**Pagina:**
----------

Consiglio di Stato Sez.II n. 4345 del 6 luglio 2020
Urbanistica. Oneri di concessione

Il parametro per la determinazione degli oneri di concessione va riferito al criterio della destinazione urbanistica della zona e non alla concreta destinazione d’uso dell’immobile; diversamente opinando, invero, il quantum dovuto all’amministrazione verrebbe modificato in base ad un comportamento del privato, peraltro integrante un abuso edilizio, seppur successivamente sanato. È inoltre congruo che una medesima opera, ancorché abusiva, sia chiamata a contribuire in modo diverso a seconda della zona in cui ricade, differente essendo la dotazione delle opere di urbanizzazione primaria e secondaria delle varie zone

Pubblicato il 06/07/2020

N. 04345/2020REG.PROV.COLL.

N. 04543/2010 REG.RIC.

REPUBBLICA ITALIANA

IN NOME DEL POPOLO ITALIANO

Il Consiglio di Stato

in sede giurisdizionale (Sezione Seconda)

ha pronunciato la presente

SENTENZA

sul ricorso numero di registro generale 4543 del 2010, proposto dalla signora Antonietta Gorgoglione, rappresentata e difesa dall’avvocato Pasquale Nasca, con domicilio eletto presso lo studio dell’avvocato Patella Mario in Roma, via Gaspare Gozzi, n. 161,

contro

il Comune di Barletta, in persona del Sindaco pro tempore, rappresentato e difeso dagli avvocati Giuseppe Caruso e Domenico Cuocci Martorano, con domicilio eletto presso lo studio dell’avvocato Benito Panariti in Roma, Via Celimontana, n. 38,

per la riforma

della sentenza del T.A.R. della Puglia – Bari, Sezione II, n. 2125/2009, resa tra le parti, in tema di determinazione di somme a titolo di oblazione ed oneri concessori.


Visti il ricorso in appello e i relativi allegati;

Visto l’atto di costituzione in giudizio del Comune di Barletta;

Visti tutti gli atti della causa;

Relatore, nell’udienza pubblica del giorno 5 maggio 2020, il Cons. Italo Volpe e dati per presenti, ai sensi dell’art. 84, co. 5, del d.l. n. 18/2020, gli avvocati delle parti;

Ritenuto e considerato in fatto e diritto quanto segue.


FATTO e DIRITTO

1. Col ricorso in epigrafe la persona fisica ivi pure indicata ha impugnato la sentenza del Tar per la Puglia, Bari, n. 2125/2009, pubblicata il 25 settembre 2009, che – a spese compensate – ha:

- dichiarato irricevibile la domanda di annullamento del provvedimento del Comune di Barletta (di seguito “Comune”) prot. n. 9293/95 dell’11 novembre 1996;

- in parziale accoglimento della domanda di accertamento pure introduttivamente formulata, altresì accertato e dichiarato che:

-- le opere abusive, di cui alla pratica di condono n. 602/96 del Comune, sono adibite ad autorimessa e non hanno natura pertinenziale;

-- sull’importo dovuto a conguaglio a titolo di oblazione e di contributo di concessione, relativamente alla citata pratica di condono edilizio, sono dovuti gli interessi dal 25 novembre 1996;

-- al solo fine del calcolo della oblazione dovuta, la superficie occupata dalle opere abusive doveva conteggiarsi al 60 per cento di quella effettiva.

----------

**Esercizi:**
(a) Rispondi a queste domande sulla pagina:
(i) Quale Comune è la controparte nel ricorso?
(ii) In quale giorno si è tenuta l'udienza pubblica?
(iii) Da quale data sono dovuti gli interessi sull'importo a conguaglio?
(b) Queste affermazioni concordano con la pagina? Per ciascuna rispondi sì o no e cita testualmente le parole decisive.
(i) La sentenza del Tar per la Puglia, Bari, n. 2125/2009 è stata pubblicata il 25 settembre 2009.
(ii) Secondo il Tar, le opere abusive della pratica di condono n. 602/96 hanno natura pertinenziale.
(iii) Per il calcolo dell'oblazione, la superficie delle opere abusive va conteggiata per intero.
(c) Puoi trascrivere dalla pagina il brano che comincia con "Consiglio di Stato Sez.II" e prosegue fino a "N. 04345/2020REG.PROV.COLL."?

Record del dataset di annotazioni a punti
----------

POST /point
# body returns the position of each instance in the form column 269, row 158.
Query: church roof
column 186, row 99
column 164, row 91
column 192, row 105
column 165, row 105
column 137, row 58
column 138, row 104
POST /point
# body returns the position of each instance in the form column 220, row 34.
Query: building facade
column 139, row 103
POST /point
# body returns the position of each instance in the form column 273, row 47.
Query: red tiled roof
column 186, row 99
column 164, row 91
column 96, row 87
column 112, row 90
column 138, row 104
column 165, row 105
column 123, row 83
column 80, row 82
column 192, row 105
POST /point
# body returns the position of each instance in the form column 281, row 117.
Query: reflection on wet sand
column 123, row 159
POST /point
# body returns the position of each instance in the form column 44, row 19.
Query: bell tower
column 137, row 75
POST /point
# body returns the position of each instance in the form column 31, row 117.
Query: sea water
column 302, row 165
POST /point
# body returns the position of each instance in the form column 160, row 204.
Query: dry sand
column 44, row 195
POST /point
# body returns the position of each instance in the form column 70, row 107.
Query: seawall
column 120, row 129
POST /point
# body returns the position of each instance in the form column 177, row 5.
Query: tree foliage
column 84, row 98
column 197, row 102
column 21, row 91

----------

**Soluzioni:**
(a)
(i) Il Comune di Barletta.
(ii) Il 5 maggio 2020.
(iii) Dal 25 novembre 1996.

(b)
(i) Sì: "pubblicata il 25 settembre 2009".
(ii) No: "non hanno natura pertinenziale".
(iii) No: "doveva conteggiarsi al 60 per cento di quella effettiva".

(c)
Consiglio di Stato Sez.II n. 4345 del 6 luglio 2020
Urbanistica. Oneri di concessione

Il parametro per la determinazione degli oneri di concessione va riferito al criterio della destinazione urbanistica della zona e non alla concreta destinazione d’uso dell’immobile; diversamente opinando, invero, il quantum dovuto all’amministrazione verrebbe modificato in base ad un comportamento del privato, peraltro integrante un abuso edilizio, seppur successivamente sanato. È inoltre congruo che una medesima opera, ancorché abusiva, sia chiamata a contribuire in modo diverso a seconda della zona in cui ricade, differente essendo la dotazione delle opere di urbanizzazione primaria e secondaria delle varie zone

Pubblicato il 06/07/2020

N. 04345/2020REG.PROV.COLL.